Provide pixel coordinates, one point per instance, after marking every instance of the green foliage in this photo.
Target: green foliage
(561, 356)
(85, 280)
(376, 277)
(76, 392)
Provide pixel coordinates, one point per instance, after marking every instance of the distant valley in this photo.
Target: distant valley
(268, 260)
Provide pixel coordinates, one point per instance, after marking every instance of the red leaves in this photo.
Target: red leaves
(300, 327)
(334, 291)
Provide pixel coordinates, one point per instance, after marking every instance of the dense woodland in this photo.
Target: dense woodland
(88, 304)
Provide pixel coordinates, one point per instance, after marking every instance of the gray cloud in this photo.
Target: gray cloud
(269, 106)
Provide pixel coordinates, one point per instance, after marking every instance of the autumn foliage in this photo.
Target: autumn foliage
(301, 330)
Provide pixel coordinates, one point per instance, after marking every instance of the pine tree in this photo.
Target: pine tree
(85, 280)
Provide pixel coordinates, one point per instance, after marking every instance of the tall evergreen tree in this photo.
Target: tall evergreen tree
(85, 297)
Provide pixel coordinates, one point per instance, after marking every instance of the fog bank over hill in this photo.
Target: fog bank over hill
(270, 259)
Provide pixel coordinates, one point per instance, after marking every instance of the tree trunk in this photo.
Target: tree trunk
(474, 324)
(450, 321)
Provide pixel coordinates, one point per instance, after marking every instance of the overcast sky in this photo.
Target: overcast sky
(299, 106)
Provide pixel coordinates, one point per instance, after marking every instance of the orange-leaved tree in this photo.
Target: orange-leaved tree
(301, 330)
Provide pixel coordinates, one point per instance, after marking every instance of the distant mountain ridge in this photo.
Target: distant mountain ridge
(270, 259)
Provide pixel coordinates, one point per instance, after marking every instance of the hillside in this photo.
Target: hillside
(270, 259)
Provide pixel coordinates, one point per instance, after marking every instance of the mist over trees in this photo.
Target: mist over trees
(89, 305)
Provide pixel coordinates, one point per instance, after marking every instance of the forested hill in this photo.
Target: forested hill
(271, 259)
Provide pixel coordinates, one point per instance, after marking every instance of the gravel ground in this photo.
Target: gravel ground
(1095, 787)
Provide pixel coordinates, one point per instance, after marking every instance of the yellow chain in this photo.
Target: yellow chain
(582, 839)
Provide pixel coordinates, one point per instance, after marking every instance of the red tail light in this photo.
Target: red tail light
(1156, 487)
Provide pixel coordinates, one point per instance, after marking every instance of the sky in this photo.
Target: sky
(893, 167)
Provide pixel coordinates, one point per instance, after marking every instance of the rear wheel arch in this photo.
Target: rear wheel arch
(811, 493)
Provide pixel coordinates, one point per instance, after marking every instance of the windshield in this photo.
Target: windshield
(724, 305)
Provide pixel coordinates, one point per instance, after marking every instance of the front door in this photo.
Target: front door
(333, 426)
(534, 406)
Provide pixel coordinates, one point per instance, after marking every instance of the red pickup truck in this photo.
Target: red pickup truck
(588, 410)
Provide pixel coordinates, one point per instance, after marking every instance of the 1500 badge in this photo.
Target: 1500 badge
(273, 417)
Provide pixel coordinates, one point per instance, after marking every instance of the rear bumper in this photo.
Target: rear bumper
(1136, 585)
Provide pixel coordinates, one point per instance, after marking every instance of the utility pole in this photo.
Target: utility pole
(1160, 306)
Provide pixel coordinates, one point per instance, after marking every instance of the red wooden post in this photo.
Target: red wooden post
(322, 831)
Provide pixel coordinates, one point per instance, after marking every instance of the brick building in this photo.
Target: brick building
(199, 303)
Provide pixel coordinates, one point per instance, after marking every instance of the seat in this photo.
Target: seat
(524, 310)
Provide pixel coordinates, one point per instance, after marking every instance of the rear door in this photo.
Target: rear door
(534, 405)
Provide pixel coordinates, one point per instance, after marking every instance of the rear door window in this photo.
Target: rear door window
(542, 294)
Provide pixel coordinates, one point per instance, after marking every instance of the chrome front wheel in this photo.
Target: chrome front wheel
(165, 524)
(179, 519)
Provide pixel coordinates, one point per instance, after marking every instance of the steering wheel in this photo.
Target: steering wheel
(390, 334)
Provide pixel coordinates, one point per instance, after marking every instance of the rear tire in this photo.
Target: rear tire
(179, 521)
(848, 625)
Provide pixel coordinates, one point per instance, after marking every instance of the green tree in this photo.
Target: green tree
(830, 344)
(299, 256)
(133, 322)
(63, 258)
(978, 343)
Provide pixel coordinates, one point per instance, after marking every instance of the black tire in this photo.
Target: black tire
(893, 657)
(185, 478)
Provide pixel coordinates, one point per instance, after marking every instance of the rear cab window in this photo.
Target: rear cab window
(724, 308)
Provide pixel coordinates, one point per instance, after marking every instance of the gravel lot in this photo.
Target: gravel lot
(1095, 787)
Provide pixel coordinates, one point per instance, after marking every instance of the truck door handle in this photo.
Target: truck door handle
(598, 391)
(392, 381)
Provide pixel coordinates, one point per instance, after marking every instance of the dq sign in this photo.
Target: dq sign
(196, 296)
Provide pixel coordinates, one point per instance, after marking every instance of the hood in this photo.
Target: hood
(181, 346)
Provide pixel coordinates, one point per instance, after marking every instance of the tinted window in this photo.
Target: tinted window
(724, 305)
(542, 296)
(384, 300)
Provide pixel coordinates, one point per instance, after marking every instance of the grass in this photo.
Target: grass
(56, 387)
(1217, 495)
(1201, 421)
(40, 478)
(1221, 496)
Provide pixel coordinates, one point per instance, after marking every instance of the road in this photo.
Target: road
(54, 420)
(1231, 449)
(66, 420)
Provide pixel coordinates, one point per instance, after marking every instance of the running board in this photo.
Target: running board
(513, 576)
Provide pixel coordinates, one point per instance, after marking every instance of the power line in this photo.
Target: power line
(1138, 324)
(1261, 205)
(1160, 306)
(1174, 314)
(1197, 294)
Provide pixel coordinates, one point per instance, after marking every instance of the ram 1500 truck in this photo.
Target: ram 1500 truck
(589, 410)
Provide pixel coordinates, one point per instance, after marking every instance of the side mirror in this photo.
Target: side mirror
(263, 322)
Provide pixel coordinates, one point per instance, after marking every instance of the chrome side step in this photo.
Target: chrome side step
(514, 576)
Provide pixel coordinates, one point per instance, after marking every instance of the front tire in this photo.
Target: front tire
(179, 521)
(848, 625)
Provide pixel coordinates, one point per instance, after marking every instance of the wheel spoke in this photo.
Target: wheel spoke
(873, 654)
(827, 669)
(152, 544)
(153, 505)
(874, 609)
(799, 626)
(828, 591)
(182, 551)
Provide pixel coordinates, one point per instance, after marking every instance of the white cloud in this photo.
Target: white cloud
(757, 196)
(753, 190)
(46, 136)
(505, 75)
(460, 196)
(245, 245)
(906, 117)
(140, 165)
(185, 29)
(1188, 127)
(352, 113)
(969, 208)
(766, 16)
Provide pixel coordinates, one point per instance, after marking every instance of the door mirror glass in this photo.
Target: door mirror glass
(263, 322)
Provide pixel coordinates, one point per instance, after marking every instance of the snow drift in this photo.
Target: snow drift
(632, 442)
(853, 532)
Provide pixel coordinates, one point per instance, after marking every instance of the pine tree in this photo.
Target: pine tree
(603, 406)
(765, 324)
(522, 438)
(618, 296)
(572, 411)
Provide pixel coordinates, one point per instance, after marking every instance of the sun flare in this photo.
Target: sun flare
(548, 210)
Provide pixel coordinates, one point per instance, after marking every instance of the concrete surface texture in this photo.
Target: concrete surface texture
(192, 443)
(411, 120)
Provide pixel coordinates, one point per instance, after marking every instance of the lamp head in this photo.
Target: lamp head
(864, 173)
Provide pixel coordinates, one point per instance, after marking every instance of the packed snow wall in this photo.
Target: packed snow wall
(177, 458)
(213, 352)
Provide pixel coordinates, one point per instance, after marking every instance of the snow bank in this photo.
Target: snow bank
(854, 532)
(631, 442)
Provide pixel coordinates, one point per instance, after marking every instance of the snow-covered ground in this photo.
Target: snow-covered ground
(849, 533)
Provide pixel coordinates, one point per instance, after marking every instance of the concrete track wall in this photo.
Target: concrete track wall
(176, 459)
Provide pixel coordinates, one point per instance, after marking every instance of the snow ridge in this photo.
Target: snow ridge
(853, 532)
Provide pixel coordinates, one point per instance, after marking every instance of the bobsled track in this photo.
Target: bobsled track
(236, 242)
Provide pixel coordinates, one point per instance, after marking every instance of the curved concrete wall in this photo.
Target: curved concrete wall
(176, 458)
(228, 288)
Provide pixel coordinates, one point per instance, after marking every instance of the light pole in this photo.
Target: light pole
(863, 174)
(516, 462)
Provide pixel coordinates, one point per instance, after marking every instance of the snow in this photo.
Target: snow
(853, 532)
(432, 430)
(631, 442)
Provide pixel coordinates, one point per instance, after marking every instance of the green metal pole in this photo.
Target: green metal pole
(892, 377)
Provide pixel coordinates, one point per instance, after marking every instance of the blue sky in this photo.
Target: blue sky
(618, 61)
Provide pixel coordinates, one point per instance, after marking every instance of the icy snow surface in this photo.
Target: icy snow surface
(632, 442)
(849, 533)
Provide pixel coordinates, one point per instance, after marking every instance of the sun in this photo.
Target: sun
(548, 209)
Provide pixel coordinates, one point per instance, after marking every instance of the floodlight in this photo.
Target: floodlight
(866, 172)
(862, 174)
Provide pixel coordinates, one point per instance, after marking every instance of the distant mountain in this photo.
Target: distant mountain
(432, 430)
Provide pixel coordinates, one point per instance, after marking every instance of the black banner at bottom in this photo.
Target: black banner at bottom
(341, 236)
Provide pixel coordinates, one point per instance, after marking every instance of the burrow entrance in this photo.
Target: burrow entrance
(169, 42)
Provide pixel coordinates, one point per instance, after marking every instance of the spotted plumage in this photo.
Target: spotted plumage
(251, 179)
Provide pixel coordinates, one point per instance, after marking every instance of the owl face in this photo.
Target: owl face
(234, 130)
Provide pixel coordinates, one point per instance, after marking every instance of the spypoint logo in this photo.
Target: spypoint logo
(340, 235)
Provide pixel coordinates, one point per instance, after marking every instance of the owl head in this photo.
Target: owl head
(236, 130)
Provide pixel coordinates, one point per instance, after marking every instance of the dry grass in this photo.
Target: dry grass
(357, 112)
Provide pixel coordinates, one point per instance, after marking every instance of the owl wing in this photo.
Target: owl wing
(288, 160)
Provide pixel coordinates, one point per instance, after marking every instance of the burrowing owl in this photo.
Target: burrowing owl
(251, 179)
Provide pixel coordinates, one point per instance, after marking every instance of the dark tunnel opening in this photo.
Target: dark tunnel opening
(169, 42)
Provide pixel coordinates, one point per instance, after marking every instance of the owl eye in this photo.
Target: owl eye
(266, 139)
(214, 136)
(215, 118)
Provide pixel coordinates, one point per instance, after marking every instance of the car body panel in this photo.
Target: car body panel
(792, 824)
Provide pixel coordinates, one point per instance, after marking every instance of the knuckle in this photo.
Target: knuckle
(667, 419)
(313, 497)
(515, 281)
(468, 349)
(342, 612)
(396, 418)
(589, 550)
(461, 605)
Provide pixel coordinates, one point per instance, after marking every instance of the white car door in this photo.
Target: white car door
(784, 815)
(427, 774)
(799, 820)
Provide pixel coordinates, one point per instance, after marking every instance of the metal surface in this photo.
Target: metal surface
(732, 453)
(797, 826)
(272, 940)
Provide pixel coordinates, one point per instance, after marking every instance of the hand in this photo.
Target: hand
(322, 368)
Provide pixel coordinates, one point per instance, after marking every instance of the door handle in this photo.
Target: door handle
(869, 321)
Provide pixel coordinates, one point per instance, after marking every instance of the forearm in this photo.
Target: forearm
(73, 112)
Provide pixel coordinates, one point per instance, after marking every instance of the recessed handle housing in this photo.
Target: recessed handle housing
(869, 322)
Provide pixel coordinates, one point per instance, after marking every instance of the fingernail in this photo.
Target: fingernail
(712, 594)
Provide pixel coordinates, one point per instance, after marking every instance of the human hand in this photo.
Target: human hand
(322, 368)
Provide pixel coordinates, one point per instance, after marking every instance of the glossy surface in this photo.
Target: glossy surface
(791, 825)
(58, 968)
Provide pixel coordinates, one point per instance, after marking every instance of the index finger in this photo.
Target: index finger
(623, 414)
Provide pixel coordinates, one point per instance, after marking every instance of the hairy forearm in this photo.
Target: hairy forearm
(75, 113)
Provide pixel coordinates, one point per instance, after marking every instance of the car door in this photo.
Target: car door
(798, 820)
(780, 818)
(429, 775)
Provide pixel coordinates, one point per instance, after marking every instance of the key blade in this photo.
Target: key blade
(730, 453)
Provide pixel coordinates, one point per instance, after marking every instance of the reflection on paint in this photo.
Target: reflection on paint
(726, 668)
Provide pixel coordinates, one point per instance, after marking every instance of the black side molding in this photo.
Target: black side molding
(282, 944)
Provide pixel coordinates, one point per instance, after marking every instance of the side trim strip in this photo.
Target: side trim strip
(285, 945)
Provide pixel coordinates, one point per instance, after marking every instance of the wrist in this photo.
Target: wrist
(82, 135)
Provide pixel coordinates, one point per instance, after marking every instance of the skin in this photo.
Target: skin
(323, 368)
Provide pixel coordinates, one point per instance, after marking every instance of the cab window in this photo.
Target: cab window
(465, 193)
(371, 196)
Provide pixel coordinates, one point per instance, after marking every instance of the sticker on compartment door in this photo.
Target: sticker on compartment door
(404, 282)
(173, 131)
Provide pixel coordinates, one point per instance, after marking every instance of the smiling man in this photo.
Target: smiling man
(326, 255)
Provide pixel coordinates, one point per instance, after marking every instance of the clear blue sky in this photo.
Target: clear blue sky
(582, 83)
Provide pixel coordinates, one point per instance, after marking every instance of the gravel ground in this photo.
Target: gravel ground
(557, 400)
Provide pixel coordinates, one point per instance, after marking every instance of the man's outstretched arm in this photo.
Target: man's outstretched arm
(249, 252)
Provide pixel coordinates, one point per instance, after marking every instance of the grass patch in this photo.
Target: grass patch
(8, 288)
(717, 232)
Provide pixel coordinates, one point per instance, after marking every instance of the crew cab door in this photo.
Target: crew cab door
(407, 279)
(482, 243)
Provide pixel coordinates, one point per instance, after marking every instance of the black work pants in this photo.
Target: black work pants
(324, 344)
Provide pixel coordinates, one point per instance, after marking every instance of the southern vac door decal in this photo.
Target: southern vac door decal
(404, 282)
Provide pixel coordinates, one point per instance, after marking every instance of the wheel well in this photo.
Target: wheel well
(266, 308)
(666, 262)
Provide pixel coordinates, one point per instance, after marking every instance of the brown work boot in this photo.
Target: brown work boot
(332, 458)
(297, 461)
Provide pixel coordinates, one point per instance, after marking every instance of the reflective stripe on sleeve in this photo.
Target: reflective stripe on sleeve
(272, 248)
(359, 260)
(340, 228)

▶ **Task directions**: The lines to copy run from the first line of the entries to the line containing "leaves in this photo."; copy them exactly and output nothing else.

▶ **Solution**:
Provide pixel coordinates, one point per instance, after marking every instance of the green foliage in this photo.
Target: green foliage
(561, 356)
(85, 280)
(376, 277)
(76, 392)
Provide pixel coordinates, one point per instance, after marking every instance of the distant valley in this photo.
Target: distant valley
(268, 260)
Provide pixel coordinates, one point per instance, after marking every instance of the red leaves in this photo.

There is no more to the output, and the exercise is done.